▸ **Given task**: Output verbatim the lines of the listing below, starting with the line containing "Target: air vent" and continuing through the final line of the listing.

▸ **Data supplied**:
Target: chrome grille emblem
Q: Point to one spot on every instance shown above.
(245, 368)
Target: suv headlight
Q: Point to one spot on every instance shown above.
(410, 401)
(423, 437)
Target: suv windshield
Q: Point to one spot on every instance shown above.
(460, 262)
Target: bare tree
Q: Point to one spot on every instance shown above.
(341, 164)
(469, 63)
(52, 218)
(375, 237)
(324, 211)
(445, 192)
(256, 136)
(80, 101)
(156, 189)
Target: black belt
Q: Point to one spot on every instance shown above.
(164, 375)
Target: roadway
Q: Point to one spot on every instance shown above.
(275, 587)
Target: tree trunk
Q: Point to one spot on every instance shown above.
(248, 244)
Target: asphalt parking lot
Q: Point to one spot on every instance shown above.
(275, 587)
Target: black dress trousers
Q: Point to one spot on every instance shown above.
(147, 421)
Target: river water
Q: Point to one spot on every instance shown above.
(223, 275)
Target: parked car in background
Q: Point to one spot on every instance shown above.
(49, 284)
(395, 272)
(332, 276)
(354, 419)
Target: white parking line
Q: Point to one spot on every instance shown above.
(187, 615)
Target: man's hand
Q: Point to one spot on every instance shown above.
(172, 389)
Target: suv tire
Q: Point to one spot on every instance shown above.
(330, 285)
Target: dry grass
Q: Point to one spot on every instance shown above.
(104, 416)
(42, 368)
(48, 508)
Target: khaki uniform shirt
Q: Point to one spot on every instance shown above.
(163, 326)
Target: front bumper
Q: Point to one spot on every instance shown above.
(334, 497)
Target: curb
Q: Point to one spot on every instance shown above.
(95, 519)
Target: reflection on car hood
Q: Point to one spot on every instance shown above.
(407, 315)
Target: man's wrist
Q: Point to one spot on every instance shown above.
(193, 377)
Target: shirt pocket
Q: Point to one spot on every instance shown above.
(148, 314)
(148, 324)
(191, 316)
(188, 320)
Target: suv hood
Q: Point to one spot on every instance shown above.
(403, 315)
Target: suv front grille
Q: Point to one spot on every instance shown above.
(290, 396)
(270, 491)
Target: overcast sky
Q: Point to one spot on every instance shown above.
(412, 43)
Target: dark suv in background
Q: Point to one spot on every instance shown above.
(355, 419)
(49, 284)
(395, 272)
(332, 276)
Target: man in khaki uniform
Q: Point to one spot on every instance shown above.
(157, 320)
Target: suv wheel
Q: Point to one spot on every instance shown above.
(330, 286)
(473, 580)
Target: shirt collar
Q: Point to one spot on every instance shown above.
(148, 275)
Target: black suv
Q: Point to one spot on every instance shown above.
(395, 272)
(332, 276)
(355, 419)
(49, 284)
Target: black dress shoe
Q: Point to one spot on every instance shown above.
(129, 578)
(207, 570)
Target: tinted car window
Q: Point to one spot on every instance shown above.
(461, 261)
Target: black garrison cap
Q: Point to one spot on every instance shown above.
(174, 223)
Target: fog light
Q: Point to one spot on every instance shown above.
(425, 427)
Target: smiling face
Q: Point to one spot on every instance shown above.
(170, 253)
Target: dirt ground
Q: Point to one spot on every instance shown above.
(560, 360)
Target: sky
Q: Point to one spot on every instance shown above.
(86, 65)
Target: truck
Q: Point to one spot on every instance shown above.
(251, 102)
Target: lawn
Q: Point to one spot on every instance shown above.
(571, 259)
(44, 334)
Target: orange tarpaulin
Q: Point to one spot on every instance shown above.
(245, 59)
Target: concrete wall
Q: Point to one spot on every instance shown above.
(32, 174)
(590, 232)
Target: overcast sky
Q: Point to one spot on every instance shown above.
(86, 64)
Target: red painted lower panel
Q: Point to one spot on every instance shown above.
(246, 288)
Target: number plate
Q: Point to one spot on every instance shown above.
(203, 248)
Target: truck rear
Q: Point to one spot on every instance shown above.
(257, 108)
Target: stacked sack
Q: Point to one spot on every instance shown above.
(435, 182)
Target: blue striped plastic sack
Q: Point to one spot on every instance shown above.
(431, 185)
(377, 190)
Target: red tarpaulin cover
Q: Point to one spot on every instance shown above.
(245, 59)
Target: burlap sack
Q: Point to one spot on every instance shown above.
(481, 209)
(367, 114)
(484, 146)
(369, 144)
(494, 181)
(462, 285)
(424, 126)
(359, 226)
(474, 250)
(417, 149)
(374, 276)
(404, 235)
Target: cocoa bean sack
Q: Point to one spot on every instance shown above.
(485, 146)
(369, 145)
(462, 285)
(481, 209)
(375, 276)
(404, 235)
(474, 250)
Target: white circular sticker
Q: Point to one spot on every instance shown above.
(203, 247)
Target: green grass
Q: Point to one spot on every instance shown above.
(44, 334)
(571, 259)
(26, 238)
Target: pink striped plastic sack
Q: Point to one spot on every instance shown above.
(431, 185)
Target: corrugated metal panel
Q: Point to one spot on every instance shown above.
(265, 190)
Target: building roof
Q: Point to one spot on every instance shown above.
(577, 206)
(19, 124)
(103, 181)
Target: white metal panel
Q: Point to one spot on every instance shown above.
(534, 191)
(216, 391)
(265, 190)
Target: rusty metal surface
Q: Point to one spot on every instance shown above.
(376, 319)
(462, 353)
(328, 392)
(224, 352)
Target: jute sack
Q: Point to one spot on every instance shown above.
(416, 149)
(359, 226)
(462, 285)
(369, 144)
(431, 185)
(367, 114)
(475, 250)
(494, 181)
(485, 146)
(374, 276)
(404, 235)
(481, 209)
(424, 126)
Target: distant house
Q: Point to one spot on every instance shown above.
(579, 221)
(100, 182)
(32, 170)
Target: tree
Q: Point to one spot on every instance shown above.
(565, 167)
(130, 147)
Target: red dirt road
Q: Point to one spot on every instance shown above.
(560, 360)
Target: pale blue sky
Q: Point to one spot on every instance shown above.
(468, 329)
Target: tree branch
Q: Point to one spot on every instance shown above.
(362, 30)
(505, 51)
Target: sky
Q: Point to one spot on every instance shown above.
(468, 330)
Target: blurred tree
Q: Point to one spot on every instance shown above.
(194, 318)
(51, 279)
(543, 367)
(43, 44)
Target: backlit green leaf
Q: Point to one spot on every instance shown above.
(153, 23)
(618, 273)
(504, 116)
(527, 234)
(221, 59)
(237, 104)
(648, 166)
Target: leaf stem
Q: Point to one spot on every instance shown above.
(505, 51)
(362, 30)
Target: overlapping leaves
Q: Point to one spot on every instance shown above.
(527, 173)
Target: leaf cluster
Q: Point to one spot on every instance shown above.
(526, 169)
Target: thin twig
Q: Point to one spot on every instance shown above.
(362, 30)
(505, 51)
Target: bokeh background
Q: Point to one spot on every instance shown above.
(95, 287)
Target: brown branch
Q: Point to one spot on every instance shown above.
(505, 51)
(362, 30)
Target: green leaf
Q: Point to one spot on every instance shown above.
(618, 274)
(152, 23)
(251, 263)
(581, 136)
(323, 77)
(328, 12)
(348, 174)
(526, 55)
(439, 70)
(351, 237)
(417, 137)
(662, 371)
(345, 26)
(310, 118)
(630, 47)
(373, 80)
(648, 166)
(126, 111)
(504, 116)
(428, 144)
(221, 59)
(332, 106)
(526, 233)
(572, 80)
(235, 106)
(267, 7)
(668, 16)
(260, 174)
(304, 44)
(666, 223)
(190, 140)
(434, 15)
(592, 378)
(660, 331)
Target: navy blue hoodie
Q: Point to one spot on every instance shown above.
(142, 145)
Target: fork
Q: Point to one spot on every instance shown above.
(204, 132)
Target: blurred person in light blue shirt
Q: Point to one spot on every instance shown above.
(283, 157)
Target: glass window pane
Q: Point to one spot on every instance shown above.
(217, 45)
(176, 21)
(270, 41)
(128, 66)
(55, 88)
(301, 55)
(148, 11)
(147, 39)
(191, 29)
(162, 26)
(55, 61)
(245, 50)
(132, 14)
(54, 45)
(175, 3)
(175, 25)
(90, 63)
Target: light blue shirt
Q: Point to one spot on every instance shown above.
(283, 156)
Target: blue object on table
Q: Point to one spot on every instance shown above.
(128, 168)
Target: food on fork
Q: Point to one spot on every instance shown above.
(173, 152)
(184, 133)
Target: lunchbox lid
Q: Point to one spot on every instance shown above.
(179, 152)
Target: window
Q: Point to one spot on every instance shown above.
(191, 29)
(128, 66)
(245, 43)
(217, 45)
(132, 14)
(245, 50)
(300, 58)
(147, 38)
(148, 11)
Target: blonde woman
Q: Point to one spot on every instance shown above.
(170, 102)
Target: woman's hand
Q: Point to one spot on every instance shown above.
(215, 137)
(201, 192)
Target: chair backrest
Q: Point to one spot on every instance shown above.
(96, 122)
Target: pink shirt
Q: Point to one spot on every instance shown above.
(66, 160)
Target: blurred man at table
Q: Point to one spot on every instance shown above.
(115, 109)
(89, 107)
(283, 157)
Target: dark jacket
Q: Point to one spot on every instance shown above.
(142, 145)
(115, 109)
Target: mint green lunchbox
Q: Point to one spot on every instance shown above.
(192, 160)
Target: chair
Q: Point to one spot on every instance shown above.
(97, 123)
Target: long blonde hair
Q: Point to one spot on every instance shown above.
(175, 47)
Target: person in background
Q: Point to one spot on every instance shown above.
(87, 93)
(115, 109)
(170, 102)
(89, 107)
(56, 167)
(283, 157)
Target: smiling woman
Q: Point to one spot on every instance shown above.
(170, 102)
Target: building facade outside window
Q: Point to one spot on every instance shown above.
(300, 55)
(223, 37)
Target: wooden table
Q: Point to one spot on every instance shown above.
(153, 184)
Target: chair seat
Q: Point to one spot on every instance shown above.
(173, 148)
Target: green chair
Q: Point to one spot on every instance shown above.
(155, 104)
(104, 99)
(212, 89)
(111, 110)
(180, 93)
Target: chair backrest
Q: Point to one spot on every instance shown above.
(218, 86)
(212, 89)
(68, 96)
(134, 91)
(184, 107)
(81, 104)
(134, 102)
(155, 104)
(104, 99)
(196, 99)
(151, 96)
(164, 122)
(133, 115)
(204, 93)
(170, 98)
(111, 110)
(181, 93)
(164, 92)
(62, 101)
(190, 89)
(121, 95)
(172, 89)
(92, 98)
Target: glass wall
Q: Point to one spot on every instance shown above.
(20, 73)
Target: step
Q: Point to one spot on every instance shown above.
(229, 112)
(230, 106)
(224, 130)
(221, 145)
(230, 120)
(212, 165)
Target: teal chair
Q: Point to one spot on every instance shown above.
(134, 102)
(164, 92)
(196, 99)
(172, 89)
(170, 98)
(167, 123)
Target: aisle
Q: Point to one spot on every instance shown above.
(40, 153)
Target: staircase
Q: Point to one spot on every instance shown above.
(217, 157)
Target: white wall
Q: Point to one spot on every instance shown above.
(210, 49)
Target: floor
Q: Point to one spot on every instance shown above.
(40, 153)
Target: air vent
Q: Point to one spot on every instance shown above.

▸ **Solution to this task**:
Target: air vent
Q: Point to one spot on every instance shown above.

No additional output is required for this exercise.